_Exercise goal_. Would you copy each line of the records that includes the word "carpeted"?

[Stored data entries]

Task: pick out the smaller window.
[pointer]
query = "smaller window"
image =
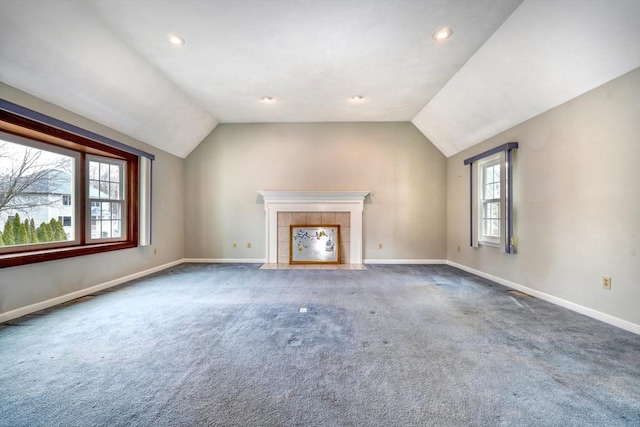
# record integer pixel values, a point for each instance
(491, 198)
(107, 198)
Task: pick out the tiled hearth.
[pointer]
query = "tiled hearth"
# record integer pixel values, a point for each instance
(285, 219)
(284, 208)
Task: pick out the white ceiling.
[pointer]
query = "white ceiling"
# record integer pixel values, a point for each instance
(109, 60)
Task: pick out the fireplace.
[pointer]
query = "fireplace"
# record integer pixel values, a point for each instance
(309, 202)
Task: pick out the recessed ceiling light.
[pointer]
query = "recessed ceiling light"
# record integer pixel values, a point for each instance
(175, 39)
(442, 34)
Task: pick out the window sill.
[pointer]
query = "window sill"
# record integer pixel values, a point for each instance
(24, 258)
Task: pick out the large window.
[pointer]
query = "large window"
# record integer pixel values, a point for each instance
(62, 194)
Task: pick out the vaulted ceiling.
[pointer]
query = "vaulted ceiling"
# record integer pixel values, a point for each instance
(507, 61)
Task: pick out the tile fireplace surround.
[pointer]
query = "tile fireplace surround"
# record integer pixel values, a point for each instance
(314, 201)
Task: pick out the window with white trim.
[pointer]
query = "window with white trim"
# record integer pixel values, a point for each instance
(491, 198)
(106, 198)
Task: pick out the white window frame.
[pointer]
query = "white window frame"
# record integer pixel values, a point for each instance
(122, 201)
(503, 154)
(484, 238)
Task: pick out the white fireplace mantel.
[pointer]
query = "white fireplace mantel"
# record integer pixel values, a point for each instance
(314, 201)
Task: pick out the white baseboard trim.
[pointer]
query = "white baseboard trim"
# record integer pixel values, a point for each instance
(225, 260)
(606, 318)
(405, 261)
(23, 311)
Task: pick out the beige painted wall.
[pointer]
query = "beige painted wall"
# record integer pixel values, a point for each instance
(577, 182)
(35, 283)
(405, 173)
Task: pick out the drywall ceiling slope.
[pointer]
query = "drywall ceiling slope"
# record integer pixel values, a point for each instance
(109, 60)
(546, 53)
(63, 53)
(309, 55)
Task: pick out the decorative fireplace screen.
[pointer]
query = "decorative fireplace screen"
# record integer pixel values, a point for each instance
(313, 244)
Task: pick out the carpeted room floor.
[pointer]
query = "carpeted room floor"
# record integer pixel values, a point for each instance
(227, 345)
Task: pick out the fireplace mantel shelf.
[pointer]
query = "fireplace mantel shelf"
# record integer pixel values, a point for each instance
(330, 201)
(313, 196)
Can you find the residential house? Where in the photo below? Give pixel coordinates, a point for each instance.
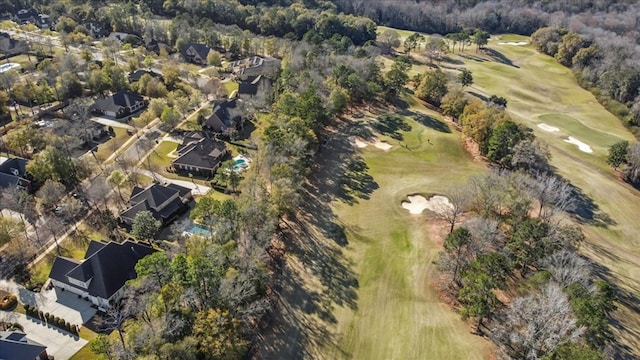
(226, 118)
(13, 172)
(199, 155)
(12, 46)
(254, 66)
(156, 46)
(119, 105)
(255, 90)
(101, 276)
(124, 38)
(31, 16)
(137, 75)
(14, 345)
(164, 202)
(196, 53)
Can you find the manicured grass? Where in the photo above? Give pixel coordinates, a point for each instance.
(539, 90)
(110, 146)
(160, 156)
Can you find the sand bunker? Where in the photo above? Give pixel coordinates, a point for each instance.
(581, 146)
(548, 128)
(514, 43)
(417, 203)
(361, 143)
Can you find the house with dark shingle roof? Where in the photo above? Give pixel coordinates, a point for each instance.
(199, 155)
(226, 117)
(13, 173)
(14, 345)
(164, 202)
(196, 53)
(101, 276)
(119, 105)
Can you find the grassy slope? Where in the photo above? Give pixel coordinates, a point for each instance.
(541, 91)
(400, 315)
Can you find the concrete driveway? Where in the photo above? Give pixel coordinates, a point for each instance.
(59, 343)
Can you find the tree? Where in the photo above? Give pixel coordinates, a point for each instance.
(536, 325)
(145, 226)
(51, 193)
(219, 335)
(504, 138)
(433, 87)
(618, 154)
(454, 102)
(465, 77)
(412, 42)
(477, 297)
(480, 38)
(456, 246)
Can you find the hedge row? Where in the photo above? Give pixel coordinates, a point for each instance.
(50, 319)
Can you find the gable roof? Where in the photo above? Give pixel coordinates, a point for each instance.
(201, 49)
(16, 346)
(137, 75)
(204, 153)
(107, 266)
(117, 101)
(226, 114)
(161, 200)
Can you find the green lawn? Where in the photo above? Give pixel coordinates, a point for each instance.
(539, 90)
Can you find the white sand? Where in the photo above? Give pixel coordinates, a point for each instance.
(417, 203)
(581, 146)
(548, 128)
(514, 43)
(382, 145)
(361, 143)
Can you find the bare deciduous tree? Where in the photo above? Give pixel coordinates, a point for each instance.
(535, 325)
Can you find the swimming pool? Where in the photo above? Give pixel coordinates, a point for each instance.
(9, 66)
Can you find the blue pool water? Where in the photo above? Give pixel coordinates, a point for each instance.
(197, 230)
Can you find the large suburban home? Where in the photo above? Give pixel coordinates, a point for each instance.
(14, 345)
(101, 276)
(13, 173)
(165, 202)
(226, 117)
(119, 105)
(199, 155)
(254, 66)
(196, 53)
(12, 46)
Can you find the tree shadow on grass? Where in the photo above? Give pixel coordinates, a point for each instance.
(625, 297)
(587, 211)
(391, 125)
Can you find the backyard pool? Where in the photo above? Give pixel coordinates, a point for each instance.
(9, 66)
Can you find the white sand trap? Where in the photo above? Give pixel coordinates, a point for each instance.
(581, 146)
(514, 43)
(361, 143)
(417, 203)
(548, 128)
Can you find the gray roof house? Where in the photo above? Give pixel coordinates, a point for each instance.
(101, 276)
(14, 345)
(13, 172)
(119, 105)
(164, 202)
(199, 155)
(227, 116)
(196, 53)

--

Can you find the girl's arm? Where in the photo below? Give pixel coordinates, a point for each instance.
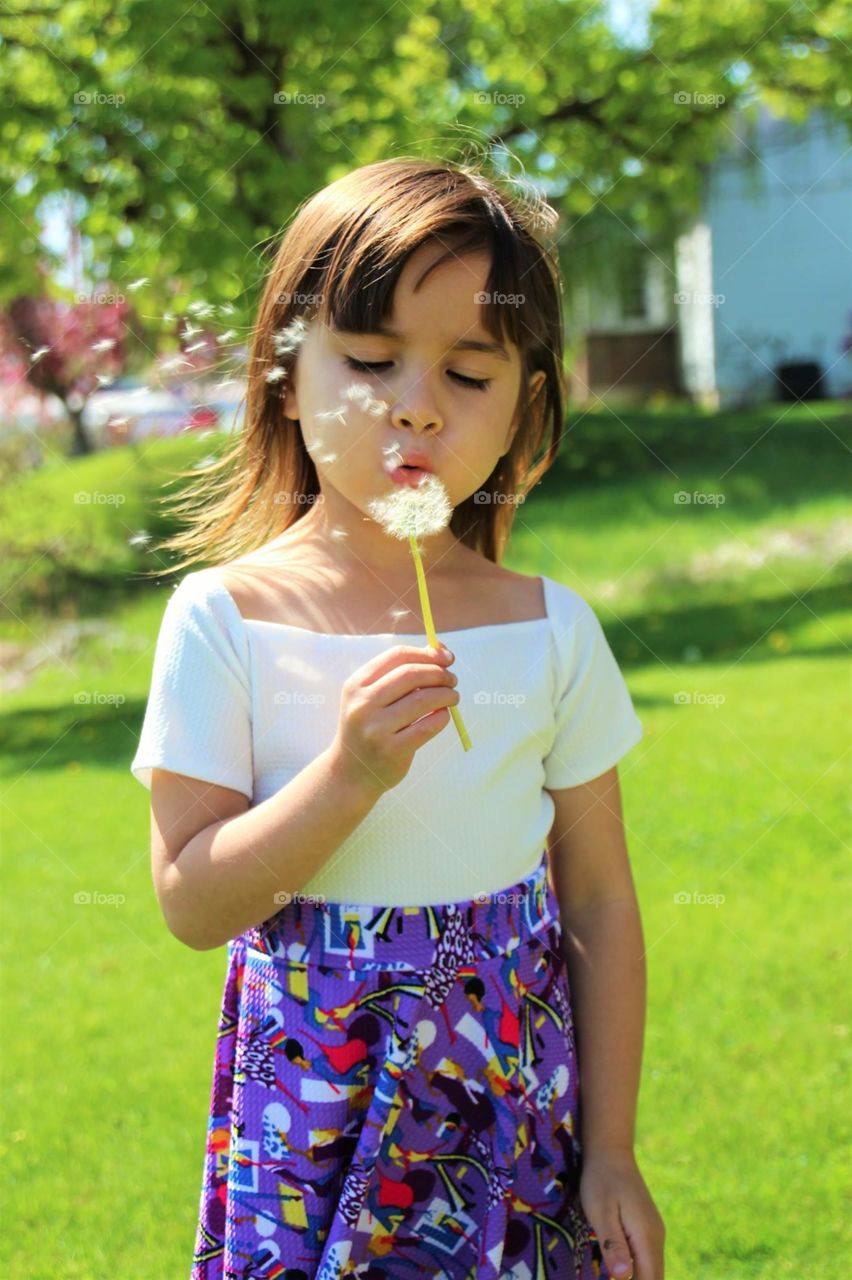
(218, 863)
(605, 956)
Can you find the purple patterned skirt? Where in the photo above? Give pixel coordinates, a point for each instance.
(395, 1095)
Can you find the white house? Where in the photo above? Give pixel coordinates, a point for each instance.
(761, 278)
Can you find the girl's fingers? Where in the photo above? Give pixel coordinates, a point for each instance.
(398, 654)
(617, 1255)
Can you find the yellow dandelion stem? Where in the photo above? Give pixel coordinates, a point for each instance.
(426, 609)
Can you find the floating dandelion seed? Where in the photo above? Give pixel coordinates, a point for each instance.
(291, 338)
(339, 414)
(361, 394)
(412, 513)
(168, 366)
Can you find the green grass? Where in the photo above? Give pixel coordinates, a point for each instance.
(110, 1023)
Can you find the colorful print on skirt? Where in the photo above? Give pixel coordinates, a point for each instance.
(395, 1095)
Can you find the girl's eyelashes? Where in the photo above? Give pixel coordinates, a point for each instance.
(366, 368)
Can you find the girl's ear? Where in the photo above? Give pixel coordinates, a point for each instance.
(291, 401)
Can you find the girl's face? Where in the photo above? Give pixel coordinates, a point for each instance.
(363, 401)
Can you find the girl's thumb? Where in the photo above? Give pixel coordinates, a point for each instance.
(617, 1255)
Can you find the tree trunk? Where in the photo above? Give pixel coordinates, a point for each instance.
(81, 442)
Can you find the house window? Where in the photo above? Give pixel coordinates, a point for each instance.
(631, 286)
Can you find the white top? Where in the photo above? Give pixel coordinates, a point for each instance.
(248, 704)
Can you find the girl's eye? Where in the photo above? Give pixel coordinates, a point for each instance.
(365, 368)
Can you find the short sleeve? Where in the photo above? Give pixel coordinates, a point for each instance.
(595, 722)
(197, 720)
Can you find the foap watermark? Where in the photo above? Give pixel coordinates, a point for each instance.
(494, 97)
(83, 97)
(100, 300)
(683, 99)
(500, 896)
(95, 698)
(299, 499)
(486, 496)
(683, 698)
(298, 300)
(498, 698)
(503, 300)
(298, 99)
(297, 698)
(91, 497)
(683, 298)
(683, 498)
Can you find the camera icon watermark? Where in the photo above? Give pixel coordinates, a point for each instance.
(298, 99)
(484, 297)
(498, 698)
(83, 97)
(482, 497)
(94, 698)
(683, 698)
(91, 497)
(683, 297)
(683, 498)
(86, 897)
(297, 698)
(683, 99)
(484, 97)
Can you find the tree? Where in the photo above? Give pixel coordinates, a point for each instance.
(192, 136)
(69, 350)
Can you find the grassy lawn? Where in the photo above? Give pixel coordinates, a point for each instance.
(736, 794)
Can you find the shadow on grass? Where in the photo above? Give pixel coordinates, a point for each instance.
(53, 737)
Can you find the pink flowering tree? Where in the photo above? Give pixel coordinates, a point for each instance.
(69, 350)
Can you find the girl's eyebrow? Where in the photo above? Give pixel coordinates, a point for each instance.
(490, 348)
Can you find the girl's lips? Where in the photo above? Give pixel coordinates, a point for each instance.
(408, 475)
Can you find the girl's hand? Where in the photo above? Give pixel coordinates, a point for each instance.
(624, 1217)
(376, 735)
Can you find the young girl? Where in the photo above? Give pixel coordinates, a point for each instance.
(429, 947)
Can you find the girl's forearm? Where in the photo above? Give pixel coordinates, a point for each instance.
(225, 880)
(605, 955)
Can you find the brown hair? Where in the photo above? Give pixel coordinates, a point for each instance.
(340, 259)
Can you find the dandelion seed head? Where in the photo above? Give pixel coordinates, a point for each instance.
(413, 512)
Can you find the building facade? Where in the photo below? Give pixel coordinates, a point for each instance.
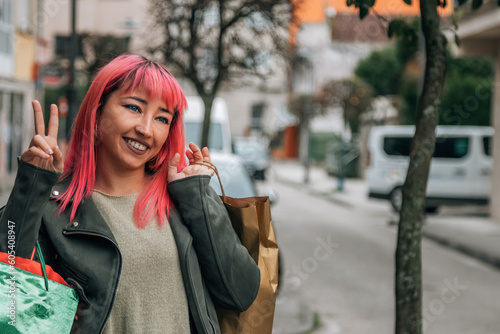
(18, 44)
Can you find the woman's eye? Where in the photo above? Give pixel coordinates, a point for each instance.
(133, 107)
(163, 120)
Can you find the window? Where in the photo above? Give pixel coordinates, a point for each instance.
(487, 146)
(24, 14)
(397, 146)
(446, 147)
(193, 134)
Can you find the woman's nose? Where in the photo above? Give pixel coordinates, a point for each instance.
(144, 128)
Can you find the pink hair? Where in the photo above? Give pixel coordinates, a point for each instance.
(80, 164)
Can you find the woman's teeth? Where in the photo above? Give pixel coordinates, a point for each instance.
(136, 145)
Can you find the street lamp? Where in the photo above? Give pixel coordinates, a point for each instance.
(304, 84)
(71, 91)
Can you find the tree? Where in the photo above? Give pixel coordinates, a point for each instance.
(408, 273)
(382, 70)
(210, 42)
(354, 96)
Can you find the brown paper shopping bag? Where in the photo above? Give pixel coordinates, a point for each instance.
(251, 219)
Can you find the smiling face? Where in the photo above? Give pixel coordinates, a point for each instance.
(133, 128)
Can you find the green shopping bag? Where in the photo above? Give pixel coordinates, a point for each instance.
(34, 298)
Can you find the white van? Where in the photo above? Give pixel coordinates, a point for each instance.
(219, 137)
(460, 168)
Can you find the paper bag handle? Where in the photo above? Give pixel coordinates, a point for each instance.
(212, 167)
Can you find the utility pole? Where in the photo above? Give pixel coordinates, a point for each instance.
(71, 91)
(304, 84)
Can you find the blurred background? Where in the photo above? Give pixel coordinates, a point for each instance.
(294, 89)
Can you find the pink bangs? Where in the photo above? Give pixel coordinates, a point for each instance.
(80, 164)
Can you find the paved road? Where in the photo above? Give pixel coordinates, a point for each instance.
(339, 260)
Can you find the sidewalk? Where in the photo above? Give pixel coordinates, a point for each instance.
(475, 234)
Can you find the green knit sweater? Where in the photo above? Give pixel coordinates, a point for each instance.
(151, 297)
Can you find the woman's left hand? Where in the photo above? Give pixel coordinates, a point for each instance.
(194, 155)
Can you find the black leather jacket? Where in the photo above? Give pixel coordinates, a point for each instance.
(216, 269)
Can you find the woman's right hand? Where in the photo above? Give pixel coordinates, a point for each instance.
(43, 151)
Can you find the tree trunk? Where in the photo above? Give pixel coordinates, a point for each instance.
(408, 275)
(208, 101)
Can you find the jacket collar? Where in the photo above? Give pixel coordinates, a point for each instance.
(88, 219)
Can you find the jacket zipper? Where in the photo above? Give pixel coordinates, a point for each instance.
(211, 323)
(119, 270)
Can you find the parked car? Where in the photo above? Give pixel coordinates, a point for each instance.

_Result of this exercise_.
Task: pick out the carpeted room floor.
query = "carpeted room floor"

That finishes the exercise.